◆ **CONSIGNE**
Transcrivez le passage de l'extrait sur la défense européenne, de « L’armement est la » à « et Washington, avertit-il. ».

◆ **EXTRAIT RETENU**
Pas de “défense crédible” sans les “investissements privés” 

Pour autant, poursuit-il, “est-ce suffisant ? (...) le risque d’être fragilisés, voire relégués, est immense. Parce que nous sommes dans un moment inédit de bouleversement du monde, d'accélération de grandes transformations”, dit-il. 

Emmanuel Macron dévoile alors son “programme électoral”. Pas sans une déclaration alarmiste: “Nous devons être lucides sur le fait que notre Europe, aujourd'hui, est mortelle. Elle peut mourir et cela dépend uniquement de nos choix. Mais ces choix sont à faire maintenant”, a-t-il déclaré devant un parterre de ministres et de hauts dirigeants européens. 

L’armement est la première question évoquée. A ses yeux, l’Europe a besoin de bâtir une "défense crédible" pour que le continent soit “puissant”, "se fasse respecter", "assure sa sécurité" et reprenne "son autonomie stratégique". "Le risque, c'est que l'Europe connaisse le décrochage" face aux grandes puissances, notamment Pékin et Washington, avertit-il.

Enregistrements extraits:
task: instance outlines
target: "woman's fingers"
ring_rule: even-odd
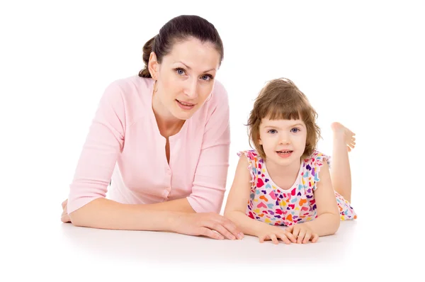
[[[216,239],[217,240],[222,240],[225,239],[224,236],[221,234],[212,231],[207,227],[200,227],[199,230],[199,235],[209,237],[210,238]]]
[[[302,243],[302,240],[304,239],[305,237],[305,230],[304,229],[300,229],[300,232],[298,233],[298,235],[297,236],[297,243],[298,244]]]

--

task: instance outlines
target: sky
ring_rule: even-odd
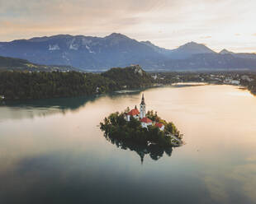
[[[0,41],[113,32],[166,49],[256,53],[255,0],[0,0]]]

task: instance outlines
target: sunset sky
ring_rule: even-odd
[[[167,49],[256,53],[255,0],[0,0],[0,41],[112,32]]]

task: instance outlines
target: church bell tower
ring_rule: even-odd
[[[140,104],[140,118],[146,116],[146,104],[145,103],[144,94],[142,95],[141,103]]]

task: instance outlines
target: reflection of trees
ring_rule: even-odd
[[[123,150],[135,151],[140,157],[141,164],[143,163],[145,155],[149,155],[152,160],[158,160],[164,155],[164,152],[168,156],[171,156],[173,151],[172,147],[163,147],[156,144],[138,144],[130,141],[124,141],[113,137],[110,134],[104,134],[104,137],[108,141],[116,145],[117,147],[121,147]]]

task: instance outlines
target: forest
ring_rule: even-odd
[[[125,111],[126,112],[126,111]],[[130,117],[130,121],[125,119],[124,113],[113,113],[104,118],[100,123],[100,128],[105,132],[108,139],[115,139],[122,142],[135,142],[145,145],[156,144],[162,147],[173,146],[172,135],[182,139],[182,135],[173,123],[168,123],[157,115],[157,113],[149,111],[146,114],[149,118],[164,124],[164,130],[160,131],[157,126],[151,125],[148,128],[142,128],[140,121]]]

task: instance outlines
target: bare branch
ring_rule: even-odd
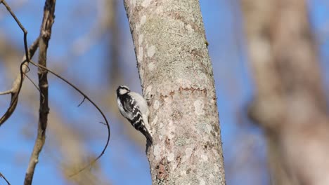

◆ **RÉPONSE RÉDIGÉE**
L’armement est la première question évoquée. A ses yeux, l’Europe a besoin de bâtir une "défense crédible" pour que le continent soit “puissant”, "se fasse respecter", "assure sa sécurité" et reprenne "son autonomie stratégique". "Le risque, c'est que l'Europe connaisse le décrochage" face aux grandes puissances, notamment Pékin et Washington, avertit-il.